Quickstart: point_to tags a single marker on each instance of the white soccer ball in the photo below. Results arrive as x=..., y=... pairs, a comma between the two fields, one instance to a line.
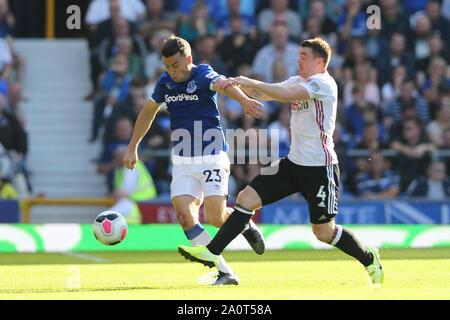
x=110, y=228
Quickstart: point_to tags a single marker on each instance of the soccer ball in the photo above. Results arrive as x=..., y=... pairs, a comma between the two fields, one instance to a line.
x=110, y=228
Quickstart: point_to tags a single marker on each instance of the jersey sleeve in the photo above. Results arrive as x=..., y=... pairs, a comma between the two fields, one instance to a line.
x=158, y=91
x=316, y=88
x=208, y=76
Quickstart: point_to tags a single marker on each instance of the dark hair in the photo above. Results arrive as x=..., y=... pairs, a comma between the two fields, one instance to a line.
x=320, y=48
x=175, y=45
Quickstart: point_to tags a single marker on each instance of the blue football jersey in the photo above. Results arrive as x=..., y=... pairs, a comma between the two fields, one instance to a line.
x=194, y=113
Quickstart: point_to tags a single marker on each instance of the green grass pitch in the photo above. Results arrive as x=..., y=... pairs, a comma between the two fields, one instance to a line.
x=277, y=275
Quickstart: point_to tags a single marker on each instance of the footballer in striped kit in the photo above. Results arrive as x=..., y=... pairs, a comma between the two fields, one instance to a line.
x=311, y=167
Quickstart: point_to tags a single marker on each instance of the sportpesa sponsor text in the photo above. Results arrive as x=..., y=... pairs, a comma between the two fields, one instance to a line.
x=181, y=97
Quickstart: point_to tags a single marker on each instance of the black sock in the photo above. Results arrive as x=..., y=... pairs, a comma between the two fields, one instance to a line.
x=234, y=225
x=346, y=240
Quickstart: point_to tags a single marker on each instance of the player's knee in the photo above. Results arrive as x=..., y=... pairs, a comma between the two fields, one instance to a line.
x=322, y=234
x=248, y=198
x=184, y=218
x=214, y=220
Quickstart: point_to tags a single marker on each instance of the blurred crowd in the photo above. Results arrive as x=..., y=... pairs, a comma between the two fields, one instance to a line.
x=393, y=126
x=14, y=175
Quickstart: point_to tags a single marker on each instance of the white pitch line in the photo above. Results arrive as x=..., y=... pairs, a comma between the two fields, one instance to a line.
x=84, y=256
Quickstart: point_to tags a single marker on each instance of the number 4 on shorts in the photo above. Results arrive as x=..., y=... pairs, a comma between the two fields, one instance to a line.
x=321, y=194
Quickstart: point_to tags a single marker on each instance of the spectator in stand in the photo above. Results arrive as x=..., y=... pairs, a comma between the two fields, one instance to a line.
x=418, y=39
x=29, y=20
x=437, y=49
x=342, y=143
x=410, y=101
x=436, y=79
x=109, y=47
x=97, y=33
x=186, y=8
x=392, y=89
x=414, y=150
x=158, y=138
x=153, y=61
x=445, y=10
x=357, y=53
x=352, y=22
x=279, y=47
x=7, y=189
x=156, y=18
x=438, y=22
x=206, y=53
x=237, y=48
x=248, y=22
x=12, y=135
x=378, y=182
x=14, y=98
x=376, y=44
x=393, y=20
x=364, y=78
x=267, y=17
x=372, y=137
x=434, y=186
x=398, y=55
x=436, y=128
x=312, y=28
x=115, y=88
x=317, y=9
x=413, y=6
x=130, y=187
x=198, y=24
x=123, y=131
x=126, y=108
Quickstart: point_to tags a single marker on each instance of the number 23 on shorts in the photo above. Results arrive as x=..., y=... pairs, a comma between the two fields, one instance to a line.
x=212, y=175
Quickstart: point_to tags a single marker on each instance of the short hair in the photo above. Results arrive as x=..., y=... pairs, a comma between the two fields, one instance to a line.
x=175, y=45
x=320, y=48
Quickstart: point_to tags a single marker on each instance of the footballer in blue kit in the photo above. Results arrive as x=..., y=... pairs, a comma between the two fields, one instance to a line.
x=200, y=163
x=192, y=104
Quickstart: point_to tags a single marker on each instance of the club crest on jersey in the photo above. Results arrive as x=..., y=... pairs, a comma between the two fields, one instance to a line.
x=192, y=86
x=300, y=105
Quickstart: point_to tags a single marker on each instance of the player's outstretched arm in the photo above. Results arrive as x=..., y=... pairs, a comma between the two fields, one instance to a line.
x=250, y=106
x=277, y=91
x=143, y=123
x=273, y=91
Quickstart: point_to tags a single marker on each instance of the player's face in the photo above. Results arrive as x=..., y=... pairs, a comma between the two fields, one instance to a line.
x=307, y=62
x=178, y=67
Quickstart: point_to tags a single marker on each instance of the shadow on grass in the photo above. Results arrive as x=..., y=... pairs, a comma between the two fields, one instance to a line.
x=230, y=256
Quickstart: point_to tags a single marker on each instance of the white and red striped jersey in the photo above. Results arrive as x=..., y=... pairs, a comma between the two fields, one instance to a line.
x=313, y=121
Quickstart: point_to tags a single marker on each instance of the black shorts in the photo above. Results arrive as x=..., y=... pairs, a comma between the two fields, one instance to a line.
x=318, y=185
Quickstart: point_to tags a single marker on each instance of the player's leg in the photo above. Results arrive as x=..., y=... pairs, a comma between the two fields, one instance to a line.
x=264, y=189
x=216, y=210
x=186, y=208
x=321, y=194
x=217, y=213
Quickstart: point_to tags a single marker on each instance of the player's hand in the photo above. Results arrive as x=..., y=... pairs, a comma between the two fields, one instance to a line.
x=252, y=107
x=243, y=81
x=222, y=84
x=130, y=159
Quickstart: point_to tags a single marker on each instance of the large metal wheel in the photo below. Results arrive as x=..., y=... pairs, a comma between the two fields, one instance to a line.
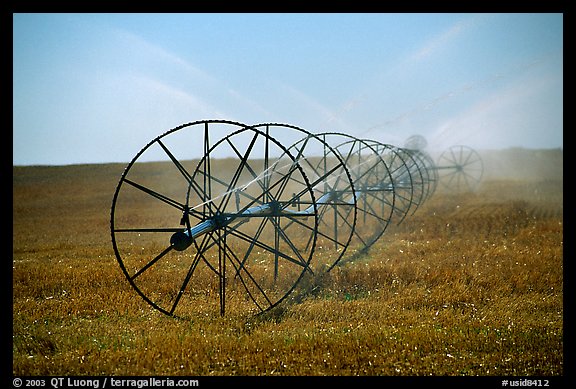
x=373, y=184
x=333, y=189
x=203, y=227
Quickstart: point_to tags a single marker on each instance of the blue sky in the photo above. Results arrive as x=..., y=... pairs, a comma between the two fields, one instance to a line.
x=96, y=88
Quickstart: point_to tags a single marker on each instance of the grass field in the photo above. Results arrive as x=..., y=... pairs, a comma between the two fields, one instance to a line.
x=471, y=285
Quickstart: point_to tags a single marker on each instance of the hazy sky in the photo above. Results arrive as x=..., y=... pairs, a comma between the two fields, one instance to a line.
x=95, y=88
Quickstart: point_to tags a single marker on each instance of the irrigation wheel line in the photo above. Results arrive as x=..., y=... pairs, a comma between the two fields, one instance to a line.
x=182, y=232
x=333, y=188
x=375, y=196
x=460, y=168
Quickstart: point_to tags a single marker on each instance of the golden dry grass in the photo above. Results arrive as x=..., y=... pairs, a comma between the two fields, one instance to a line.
x=471, y=284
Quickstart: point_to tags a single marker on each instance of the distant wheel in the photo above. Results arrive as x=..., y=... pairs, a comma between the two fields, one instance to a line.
x=460, y=169
x=374, y=188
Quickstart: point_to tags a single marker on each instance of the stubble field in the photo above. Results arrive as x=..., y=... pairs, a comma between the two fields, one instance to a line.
x=471, y=284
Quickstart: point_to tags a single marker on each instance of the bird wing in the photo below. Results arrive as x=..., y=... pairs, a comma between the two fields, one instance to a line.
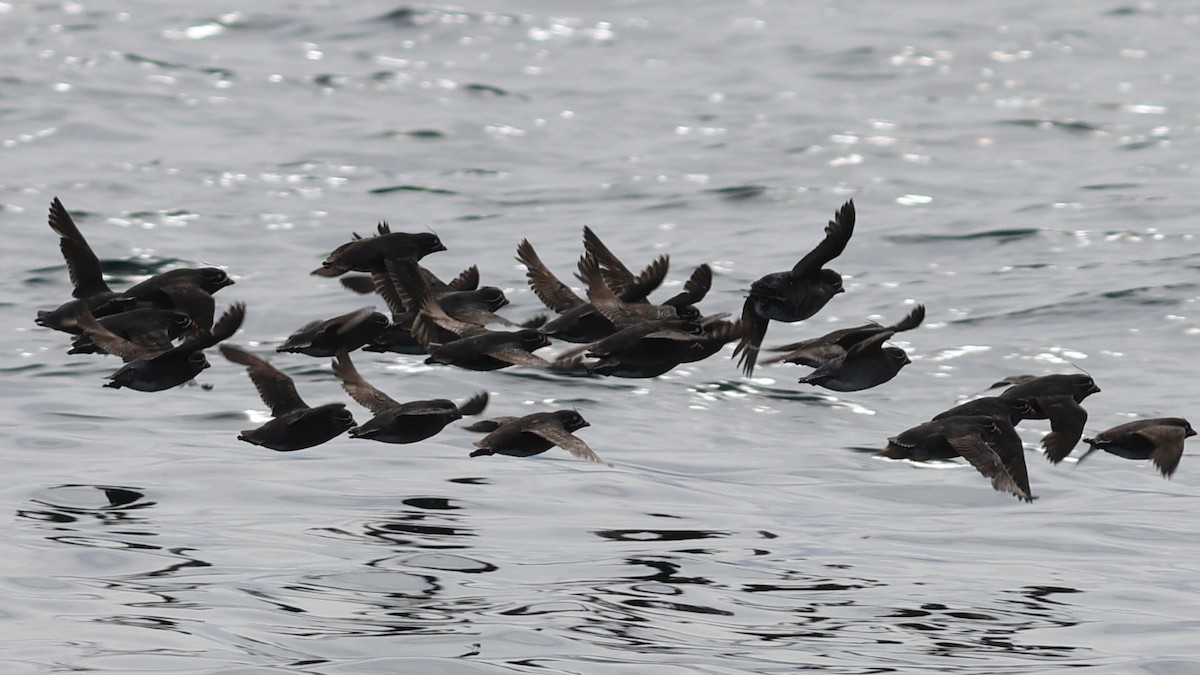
x=1067, y=420
x=348, y=322
x=474, y=405
x=83, y=266
x=359, y=388
x=467, y=280
x=489, y=425
x=838, y=234
x=695, y=288
x=985, y=460
x=552, y=292
x=567, y=441
x=361, y=284
x=111, y=342
x=189, y=298
x=1168, y=446
x=516, y=356
x=276, y=389
x=618, y=276
x=754, y=330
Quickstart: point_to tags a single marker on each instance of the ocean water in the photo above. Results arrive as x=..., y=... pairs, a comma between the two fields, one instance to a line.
x=1026, y=171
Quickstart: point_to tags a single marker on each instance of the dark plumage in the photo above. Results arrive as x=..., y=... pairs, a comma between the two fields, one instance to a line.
x=1056, y=398
x=652, y=348
x=477, y=347
x=395, y=422
x=579, y=321
x=295, y=425
x=347, y=332
x=621, y=279
x=149, y=328
x=153, y=370
x=852, y=359
x=619, y=312
x=795, y=294
x=533, y=434
x=186, y=290
x=369, y=254
x=989, y=443
x=1014, y=408
x=90, y=290
x=1159, y=440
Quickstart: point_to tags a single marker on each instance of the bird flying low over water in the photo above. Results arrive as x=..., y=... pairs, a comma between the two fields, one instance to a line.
x=395, y=422
x=533, y=434
x=150, y=370
x=295, y=425
x=1056, y=398
x=1159, y=440
x=852, y=359
x=347, y=332
x=369, y=254
x=795, y=294
x=989, y=443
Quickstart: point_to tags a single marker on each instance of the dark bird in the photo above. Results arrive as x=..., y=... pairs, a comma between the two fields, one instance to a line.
x=369, y=254
x=652, y=348
x=533, y=434
x=852, y=359
x=477, y=347
x=579, y=321
x=90, y=290
x=365, y=285
x=795, y=294
x=186, y=290
x=153, y=370
x=347, y=332
x=619, y=312
x=295, y=425
x=621, y=279
x=1014, y=408
x=1056, y=398
x=153, y=329
x=989, y=443
x=395, y=422
x=1158, y=440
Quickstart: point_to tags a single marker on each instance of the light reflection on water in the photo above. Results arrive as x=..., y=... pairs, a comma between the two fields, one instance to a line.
x=1026, y=174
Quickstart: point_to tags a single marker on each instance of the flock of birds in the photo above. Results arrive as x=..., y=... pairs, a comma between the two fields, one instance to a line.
x=162, y=327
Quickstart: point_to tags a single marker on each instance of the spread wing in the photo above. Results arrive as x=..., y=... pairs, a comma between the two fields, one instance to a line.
x=754, y=330
x=516, y=356
x=567, y=441
x=359, y=388
x=468, y=280
x=552, y=292
x=111, y=342
x=83, y=266
x=695, y=288
x=838, y=234
x=1168, y=446
x=985, y=460
x=1067, y=420
x=276, y=389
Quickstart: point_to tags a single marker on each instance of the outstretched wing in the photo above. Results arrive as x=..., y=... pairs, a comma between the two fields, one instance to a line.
x=359, y=388
x=83, y=266
x=276, y=389
x=838, y=234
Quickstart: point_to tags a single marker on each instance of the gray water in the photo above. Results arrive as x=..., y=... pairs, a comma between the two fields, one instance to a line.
x=1025, y=169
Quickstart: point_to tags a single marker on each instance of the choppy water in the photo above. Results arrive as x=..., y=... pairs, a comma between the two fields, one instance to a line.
x=1025, y=169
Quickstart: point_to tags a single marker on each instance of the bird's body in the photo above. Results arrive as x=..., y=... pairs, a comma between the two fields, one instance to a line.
x=295, y=425
x=1159, y=440
x=795, y=294
x=533, y=434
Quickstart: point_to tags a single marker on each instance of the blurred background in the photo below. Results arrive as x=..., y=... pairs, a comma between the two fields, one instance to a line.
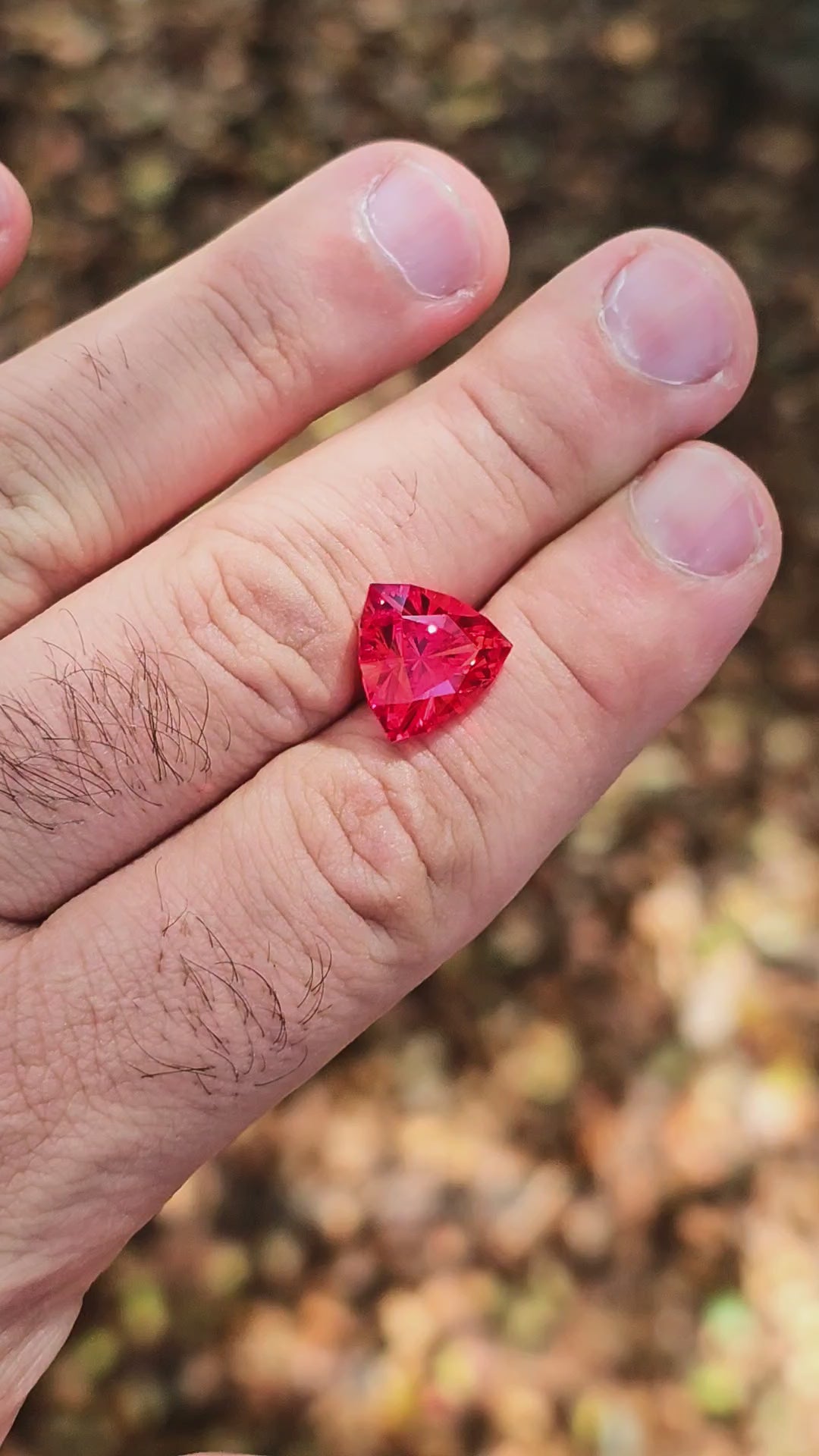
x=564, y=1201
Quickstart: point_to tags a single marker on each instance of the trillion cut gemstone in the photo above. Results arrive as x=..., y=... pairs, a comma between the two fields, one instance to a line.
x=425, y=657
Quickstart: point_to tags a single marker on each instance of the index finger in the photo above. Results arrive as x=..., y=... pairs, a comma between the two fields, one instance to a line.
x=215, y=974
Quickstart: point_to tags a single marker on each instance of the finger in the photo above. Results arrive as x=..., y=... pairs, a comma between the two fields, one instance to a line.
x=232, y=638
x=123, y=421
x=15, y=224
x=226, y=965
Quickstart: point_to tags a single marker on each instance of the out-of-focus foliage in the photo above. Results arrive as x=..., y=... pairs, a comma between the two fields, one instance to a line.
x=564, y=1201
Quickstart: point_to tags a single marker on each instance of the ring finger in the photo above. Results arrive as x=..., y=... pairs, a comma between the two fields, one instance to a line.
x=184, y=670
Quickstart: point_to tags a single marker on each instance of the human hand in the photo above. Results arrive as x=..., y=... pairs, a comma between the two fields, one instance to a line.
x=215, y=870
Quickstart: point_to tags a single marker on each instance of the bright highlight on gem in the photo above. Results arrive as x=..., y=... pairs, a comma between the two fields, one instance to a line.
x=425, y=657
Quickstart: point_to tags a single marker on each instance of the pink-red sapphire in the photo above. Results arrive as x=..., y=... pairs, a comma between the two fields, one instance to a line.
x=425, y=657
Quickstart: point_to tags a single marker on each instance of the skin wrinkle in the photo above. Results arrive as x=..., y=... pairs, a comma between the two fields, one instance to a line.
x=95, y=728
□ □ □ □
» What to produce
Echo the lines verbatim from the first one through the line containing "x=208, y=76", inclusive, omitting the pictures from the output.

» Correct result
Quickstart: point_to tags a single marker on each instance of the white soccer ball in the photo below. Results arrive as x=..., y=... pairs, a comma between the two fields, one instance to a line.
x=110, y=228
Quickstart: point_to tags a single marker on each instance of the soccer ball in the photo above. Results arrive as x=..., y=... pairs, a comma between the two fields, one instance to a line.
x=110, y=228
Quickstart: point_to tags a single marker on each instance of the jersey sleeve in the photo above. Results arrive as x=..., y=... pairs, a comma between the two fields, one instance to a line.
x=158, y=91
x=316, y=88
x=208, y=76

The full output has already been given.